* [What you are asked to do]:
Copy out the line containing "Mark every instance of the red" and each line after it, through the last one in the material, exactly as written.

* [Records for the task]:
========

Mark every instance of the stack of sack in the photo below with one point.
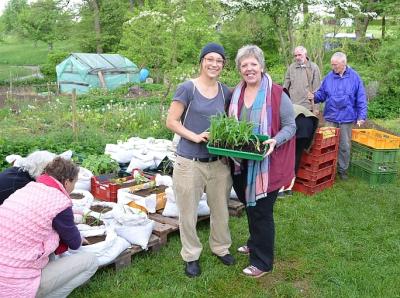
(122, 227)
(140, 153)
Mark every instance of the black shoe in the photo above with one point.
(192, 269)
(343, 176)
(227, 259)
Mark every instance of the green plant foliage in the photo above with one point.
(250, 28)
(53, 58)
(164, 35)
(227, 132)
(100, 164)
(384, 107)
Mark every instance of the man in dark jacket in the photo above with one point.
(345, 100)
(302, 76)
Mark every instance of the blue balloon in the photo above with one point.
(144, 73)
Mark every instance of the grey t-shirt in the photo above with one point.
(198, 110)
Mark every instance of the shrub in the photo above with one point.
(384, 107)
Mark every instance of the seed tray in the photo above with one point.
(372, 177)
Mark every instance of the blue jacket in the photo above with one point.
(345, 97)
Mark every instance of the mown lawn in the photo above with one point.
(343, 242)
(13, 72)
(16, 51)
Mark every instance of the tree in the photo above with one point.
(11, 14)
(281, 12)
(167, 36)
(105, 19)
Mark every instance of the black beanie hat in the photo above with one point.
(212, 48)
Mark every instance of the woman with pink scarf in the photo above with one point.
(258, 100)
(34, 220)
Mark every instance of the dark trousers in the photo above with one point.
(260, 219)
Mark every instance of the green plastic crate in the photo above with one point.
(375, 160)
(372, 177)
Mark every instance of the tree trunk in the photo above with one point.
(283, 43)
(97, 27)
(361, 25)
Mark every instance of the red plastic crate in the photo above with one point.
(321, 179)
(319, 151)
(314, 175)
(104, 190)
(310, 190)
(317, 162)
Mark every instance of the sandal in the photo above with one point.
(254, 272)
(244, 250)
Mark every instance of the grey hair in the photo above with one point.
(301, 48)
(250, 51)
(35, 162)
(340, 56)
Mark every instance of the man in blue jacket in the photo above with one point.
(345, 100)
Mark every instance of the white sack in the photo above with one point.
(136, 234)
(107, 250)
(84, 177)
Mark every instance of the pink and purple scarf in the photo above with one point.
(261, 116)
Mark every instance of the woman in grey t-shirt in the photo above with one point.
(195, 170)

========

* [Answer to the task]:
Mark every instance of the red plastic crate in the photo above with one point.
(321, 179)
(319, 151)
(314, 175)
(104, 190)
(310, 190)
(317, 162)
Mark every instance of the sandal in the photo above with one point.
(254, 272)
(244, 250)
Mark every instance of the grey hair in the photo above with one point.
(301, 48)
(250, 51)
(35, 162)
(340, 56)
Mark every instance of the man in blue jacket in the photo above with one point.
(345, 100)
Mark every instance of the white sack in the photo above with one point.
(136, 234)
(107, 250)
(84, 177)
Mark every instance of the pink and purple scarf in the photo above with one point.
(261, 116)
Mark every instance of the woman in grey t-shirt in the photo above with one point.
(195, 170)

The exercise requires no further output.